** EXERCISE INPUT follows **

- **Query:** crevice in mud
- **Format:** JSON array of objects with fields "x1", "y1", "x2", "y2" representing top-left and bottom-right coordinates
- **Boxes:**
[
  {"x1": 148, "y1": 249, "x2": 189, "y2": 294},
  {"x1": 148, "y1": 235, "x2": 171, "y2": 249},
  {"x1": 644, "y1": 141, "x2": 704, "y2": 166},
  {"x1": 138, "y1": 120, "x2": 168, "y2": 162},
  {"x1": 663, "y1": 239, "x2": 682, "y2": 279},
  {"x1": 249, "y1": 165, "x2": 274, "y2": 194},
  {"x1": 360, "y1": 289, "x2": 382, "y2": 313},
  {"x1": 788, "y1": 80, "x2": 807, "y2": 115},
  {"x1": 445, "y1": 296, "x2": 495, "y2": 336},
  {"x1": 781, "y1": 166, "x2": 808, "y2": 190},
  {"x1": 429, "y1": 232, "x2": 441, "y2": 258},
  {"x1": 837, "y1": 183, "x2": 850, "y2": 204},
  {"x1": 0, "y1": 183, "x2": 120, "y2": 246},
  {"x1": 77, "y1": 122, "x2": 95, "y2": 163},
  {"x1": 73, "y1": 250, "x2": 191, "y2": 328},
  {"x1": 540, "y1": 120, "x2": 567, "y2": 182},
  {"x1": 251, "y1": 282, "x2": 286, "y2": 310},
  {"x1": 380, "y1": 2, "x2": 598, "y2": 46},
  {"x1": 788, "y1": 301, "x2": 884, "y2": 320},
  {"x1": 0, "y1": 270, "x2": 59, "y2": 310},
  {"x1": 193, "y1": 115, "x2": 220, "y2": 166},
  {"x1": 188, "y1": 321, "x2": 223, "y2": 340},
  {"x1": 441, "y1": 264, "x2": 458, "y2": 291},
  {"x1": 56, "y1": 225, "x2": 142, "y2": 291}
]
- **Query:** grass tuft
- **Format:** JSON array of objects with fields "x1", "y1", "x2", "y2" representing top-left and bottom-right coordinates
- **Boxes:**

** End of EXERCISE INPUT **

EXERCISE GOAL: The line containing "- **Query:** grass tuft" begins the span, and the last line of the records above ends it. Return that span exactly, and nothing outside it.

FINAL ANSWER:
- **Query:** grass tuft
- **Format:** JSON array of objects with fields "x1", "y1", "x2", "y2" representing top-left and bottom-right coordinates
- **Boxes:**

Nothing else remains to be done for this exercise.